[Object point labels]
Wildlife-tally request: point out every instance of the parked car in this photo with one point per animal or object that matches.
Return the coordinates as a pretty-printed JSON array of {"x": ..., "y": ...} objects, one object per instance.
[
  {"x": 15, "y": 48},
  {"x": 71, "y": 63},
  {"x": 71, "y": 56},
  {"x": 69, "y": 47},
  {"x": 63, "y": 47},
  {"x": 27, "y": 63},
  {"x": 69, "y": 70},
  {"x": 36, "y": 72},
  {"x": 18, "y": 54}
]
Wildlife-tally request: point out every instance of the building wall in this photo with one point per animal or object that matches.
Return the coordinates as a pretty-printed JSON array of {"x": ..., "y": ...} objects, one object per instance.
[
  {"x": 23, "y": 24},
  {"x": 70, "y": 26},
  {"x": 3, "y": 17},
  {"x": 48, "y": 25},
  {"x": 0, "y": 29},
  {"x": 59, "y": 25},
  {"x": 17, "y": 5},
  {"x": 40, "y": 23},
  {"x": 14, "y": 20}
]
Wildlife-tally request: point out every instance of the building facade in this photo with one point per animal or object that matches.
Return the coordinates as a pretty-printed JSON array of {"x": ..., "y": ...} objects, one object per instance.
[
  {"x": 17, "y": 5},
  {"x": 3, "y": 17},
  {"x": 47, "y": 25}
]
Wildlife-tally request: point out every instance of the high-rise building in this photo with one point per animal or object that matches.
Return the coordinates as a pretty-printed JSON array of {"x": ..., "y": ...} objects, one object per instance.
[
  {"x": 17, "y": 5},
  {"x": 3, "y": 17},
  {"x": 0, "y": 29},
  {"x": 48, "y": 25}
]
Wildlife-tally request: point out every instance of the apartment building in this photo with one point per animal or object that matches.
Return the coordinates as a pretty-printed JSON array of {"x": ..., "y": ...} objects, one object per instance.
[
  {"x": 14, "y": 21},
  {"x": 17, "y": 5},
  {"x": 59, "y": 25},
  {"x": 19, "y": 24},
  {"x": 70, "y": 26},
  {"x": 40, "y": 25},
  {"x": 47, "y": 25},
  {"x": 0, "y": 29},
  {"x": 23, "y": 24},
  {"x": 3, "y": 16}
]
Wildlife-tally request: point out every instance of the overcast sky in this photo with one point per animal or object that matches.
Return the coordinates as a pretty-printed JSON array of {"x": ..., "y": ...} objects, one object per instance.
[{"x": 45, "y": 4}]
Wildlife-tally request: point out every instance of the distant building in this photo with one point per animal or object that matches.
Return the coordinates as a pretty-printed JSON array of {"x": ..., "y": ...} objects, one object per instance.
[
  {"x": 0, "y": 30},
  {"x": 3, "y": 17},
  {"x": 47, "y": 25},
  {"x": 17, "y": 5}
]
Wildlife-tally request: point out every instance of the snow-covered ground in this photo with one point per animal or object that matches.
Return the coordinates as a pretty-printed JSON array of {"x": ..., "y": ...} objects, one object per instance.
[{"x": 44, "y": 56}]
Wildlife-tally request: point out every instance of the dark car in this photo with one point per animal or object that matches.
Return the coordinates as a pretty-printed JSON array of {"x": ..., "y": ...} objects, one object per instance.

Given instruction = Put every line of the rows above into a Markdown table with the columns "No." and "Text". Number each line and leave out any blank lines.

Result below =
| No. | Text |
|---|---|
| 1 | Wildlife-tally request: point out every instance of the parked car in this photo with one point per animal or object that matches. |
| 2 | Return the coordinates as a pretty-printed JSON array of {"x": ..., "y": ...} objects, one object per instance. |
| 3 | [ |
| 4 |   {"x": 15, "y": 48}, |
| 5 |   {"x": 71, "y": 63}, |
| 6 |   {"x": 71, "y": 56}, |
| 7 |   {"x": 69, "y": 47}, |
| 8 |   {"x": 63, "y": 47}, |
| 9 |   {"x": 27, "y": 63}, |
| 10 |   {"x": 69, "y": 70}, |
| 11 |   {"x": 36, "y": 72}, |
| 12 |   {"x": 18, "y": 54} |
| 13 | ] |
| 14 | Wildlife-tally request: point out every instance of the building wall in this photo with one point per animal or object that matches. |
| 15 | Return the coordinates as a pretty-printed JSON array of {"x": ..., "y": ...} objects, one object per instance. |
| 16 | [ |
| 17 |   {"x": 23, "y": 24}, |
| 18 |   {"x": 70, "y": 26}, |
| 19 |   {"x": 3, "y": 17}, |
| 20 |   {"x": 48, "y": 25}, |
| 21 |   {"x": 0, "y": 29}, |
| 22 |   {"x": 59, "y": 25}, |
| 23 |   {"x": 17, "y": 5}, |
| 24 |   {"x": 40, "y": 23}, |
| 25 |   {"x": 14, "y": 20} |
| 26 | ] |
| 27 | Wildlife-tally request: point out every instance of the building facade in this photo with one point per animal or object that matches. |
| 28 | Return the coordinates as a pretty-printed JSON array of {"x": ..., "y": ...} objects, one object per instance. |
| 29 | [ |
| 30 |   {"x": 17, "y": 5}, |
| 31 |   {"x": 3, "y": 17}, |
| 32 |   {"x": 47, "y": 25} |
| 33 | ] |
| 34 | Wildlife-tally request: point out every instance of the high-rise building in this photo with one point per animal or object that matches. |
| 35 | Return the coordinates as a pretty-printed JSON array of {"x": ..., "y": ...} objects, one object per instance. |
| 36 | [ |
| 37 |   {"x": 17, "y": 5}, |
| 38 |   {"x": 3, "y": 17}, |
| 39 |   {"x": 0, "y": 29}, |
| 40 |   {"x": 48, "y": 25} |
| 41 | ] |
| 42 | Wildlife-tally request: point out every instance of the apartment building in this photo with one point per animal or object that matches. |
| 43 | Return the coordinates as a pretty-printed JSON array of {"x": ..., "y": ...} objects, one object per instance. |
| 44 | [ |
| 45 |   {"x": 14, "y": 21}, |
| 46 |   {"x": 17, "y": 5}, |
| 47 |   {"x": 59, "y": 25}, |
| 48 |   {"x": 19, "y": 24}, |
| 49 |   {"x": 70, "y": 26}, |
| 50 |   {"x": 40, "y": 25}, |
| 51 |   {"x": 47, "y": 25}, |
| 52 |   {"x": 0, "y": 29}, |
| 53 |   {"x": 23, "y": 24}, |
| 54 |   {"x": 3, "y": 16} |
| 55 | ] |
| 56 | Wildlife-tally request: point out every instance of the overcast sky in this photo with one point per animal or object that matches. |
| 57 | Return the coordinates as a pretty-printed JSON array of {"x": ..., "y": ...} objects, one object per instance. |
| 58 | [{"x": 45, "y": 4}] |
| 59 | Wildlife-tally request: point out every instance of the distant building in this photo with one point per animal or object that matches. |
| 60 | Return the coordinates as a pretty-printed JSON array of {"x": ..., "y": ...} objects, one object per instance. |
| 61 | [ |
| 62 |   {"x": 0, "y": 30}, |
| 63 |   {"x": 3, "y": 17}, |
| 64 |   {"x": 47, "y": 25}, |
| 65 |   {"x": 17, "y": 5} |
| 66 | ] |
| 67 | Wildlife-tally request: point out every instance of the snow-covered ground in this photo with one point per animal or object that matches. |
| 68 | Return the coordinates as a pretty-printed JSON array of {"x": ..., "y": ...} objects, one object per instance. |
| 69 | [{"x": 44, "y": 56}] |
| 70 | Wildlife-tally request: point out every instance of the dark car in this photo with one point per animal or object that matches. |
| 71 | Return the coordinates as a pretty-printed JSON array of {"x": ..., "y": ...} objects, one object per instance. |